··· Records
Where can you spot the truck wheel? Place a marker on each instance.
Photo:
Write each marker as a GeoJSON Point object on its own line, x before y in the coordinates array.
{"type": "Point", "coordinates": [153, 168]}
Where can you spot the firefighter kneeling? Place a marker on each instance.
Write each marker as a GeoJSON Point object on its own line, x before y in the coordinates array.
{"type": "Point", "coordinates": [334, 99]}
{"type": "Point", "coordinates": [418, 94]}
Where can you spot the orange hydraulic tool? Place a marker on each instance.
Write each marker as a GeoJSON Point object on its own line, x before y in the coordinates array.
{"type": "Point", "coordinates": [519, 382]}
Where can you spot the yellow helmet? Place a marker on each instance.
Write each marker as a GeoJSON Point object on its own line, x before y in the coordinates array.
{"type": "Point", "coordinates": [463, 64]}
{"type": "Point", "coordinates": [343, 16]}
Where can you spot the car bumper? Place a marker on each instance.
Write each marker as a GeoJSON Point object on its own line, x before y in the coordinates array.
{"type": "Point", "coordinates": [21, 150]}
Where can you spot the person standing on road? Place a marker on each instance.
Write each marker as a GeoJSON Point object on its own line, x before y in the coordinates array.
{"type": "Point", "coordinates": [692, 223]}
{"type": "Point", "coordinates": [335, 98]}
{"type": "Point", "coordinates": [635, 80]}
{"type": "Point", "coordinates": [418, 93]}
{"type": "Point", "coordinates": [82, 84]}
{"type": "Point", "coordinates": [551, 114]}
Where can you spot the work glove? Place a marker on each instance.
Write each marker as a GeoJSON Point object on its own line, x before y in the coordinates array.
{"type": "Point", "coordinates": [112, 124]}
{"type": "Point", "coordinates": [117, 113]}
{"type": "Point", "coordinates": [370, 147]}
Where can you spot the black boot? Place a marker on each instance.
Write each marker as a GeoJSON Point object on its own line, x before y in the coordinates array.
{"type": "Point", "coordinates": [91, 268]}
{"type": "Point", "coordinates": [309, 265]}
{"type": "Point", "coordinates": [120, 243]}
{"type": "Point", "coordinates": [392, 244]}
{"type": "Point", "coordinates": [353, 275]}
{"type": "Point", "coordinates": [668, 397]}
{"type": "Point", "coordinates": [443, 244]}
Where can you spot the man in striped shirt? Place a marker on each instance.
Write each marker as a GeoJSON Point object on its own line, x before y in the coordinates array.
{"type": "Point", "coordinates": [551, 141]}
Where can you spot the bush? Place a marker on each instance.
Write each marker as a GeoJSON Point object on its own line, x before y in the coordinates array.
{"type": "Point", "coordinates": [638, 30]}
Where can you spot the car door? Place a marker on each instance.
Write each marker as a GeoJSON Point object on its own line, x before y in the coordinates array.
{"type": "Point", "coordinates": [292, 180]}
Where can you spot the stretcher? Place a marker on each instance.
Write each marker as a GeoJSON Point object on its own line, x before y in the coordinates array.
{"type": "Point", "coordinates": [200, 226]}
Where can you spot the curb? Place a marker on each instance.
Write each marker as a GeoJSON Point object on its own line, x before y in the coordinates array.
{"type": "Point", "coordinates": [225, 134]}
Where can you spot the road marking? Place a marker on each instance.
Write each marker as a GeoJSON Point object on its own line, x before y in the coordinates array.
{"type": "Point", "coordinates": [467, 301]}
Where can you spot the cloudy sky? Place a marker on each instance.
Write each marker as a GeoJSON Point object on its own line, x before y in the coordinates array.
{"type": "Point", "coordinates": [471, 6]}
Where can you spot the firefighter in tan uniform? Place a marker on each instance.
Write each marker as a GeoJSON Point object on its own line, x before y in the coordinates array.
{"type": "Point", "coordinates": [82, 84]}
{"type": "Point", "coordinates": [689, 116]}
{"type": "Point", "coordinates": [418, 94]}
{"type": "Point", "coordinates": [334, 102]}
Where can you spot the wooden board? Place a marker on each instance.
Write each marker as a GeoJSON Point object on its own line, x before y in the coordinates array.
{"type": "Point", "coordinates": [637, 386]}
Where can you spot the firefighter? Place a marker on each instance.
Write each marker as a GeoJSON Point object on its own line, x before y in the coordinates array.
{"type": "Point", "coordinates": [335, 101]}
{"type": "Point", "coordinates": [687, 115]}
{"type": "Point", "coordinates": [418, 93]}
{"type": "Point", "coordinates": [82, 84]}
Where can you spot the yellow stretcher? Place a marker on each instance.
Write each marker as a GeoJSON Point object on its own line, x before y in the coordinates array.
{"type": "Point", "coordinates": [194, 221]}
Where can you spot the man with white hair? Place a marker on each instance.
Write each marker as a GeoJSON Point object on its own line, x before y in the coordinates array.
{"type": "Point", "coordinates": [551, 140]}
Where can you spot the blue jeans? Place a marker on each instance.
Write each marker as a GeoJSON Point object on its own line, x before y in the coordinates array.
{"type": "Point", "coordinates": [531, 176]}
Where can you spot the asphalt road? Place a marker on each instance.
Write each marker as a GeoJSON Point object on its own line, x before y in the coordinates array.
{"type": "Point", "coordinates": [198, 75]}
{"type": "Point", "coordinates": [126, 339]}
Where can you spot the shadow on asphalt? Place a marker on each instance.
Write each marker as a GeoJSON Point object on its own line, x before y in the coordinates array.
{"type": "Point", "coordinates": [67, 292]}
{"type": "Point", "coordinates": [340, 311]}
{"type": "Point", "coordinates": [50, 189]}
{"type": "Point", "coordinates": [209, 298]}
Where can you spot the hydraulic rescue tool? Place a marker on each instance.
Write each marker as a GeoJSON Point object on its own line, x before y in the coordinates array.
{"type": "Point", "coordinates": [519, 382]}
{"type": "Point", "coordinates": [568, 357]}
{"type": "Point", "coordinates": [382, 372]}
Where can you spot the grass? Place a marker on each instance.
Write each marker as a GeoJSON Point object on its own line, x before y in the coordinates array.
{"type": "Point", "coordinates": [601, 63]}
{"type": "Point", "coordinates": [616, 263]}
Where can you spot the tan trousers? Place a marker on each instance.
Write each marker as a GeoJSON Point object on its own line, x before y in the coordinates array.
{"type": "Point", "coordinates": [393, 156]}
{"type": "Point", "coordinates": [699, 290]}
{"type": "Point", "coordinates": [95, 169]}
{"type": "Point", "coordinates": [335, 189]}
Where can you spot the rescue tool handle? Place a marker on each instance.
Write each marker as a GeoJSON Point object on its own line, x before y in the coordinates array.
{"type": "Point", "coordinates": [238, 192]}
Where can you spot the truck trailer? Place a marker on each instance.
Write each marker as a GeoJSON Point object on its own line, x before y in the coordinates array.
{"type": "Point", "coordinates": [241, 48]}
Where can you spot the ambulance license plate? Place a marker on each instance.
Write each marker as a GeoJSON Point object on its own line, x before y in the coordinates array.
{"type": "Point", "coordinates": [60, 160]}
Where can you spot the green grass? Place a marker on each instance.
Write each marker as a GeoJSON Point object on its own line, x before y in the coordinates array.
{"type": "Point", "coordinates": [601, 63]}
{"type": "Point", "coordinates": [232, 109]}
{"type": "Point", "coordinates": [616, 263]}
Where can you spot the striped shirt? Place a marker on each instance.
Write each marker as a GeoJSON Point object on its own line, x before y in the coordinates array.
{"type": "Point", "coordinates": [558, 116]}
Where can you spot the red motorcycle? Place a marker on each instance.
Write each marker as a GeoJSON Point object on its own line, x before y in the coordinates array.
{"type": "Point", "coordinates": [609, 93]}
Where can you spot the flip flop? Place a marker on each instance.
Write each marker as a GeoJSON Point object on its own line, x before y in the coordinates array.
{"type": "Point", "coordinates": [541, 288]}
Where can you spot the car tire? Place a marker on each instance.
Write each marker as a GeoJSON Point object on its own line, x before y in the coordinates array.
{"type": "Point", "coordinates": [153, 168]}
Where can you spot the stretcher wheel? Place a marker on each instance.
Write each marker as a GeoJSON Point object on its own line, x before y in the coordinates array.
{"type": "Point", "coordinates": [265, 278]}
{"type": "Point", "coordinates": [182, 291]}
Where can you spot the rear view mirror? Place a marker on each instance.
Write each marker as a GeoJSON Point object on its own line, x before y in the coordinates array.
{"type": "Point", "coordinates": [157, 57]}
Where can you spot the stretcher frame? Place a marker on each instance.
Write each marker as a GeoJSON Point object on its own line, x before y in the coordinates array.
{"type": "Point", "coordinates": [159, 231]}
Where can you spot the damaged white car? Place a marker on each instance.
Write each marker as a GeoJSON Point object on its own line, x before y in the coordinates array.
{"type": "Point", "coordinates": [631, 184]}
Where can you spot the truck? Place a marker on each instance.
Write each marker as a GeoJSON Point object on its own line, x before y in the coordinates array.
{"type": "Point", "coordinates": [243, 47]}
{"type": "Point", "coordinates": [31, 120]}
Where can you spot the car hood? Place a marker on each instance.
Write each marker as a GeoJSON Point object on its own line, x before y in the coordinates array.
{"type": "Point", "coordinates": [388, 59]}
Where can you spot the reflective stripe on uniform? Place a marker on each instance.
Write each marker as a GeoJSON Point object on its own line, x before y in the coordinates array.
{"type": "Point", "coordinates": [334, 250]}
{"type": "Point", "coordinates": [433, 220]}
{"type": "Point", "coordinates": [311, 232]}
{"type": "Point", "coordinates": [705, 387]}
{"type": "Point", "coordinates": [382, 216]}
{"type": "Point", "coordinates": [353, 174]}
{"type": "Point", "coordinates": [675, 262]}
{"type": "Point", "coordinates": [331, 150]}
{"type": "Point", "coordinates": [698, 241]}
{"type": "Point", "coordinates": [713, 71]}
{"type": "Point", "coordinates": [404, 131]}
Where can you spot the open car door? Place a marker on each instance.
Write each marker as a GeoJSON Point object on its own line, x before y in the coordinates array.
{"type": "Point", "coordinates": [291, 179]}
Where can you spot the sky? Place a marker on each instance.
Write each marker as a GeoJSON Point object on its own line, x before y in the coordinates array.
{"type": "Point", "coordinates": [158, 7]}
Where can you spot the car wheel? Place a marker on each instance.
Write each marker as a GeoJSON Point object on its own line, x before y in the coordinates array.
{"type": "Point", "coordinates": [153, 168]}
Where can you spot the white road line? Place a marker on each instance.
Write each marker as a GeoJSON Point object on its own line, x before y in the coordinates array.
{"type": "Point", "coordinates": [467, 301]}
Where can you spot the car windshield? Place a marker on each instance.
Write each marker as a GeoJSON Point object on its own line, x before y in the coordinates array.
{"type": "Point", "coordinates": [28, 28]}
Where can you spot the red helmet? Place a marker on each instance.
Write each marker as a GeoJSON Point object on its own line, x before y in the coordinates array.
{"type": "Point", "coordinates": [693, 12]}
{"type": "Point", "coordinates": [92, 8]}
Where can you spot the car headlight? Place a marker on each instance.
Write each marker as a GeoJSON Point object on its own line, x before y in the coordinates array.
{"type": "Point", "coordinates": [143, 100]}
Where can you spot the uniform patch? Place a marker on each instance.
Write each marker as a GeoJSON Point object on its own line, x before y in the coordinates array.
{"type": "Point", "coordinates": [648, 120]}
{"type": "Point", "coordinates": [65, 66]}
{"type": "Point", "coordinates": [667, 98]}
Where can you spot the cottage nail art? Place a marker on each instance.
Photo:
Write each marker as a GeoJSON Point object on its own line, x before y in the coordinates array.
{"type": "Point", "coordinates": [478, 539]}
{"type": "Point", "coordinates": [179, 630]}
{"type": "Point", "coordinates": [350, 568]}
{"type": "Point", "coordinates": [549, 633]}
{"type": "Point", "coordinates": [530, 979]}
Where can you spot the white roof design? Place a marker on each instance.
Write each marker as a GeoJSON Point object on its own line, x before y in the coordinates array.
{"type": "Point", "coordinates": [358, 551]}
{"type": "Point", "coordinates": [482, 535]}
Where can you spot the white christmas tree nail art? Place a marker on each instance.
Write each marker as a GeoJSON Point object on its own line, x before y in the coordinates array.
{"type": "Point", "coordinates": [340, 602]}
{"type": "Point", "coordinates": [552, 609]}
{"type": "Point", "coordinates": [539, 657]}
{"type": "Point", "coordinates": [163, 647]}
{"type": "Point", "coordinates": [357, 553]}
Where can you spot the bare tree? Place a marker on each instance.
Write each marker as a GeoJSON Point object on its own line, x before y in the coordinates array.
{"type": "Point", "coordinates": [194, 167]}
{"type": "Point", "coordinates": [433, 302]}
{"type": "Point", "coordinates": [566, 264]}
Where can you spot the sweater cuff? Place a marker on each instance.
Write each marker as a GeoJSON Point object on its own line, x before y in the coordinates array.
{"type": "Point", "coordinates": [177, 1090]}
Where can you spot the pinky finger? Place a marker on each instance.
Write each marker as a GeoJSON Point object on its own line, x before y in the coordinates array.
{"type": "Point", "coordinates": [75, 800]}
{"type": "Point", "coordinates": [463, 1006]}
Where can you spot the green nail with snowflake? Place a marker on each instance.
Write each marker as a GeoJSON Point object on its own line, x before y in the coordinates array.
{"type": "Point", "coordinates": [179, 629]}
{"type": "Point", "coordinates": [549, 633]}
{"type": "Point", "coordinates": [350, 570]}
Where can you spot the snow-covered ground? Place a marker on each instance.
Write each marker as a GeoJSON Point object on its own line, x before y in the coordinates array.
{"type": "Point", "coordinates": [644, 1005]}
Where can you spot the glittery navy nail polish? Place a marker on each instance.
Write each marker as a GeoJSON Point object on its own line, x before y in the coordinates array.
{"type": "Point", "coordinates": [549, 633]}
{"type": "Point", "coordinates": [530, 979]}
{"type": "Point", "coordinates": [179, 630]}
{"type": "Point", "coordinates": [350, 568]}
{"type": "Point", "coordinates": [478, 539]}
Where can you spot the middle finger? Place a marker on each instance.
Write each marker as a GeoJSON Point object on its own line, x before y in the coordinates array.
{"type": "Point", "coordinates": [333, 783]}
······
● **Work instruction**
Whenever "hydraulic" occurs in a line of the entries, copy that line.

● **Task response**
Where can you spot the orange hydraulic tool? Place a marker on each instance.
Where can you spot the hydraulic rescue tool? Place a marker on each instance.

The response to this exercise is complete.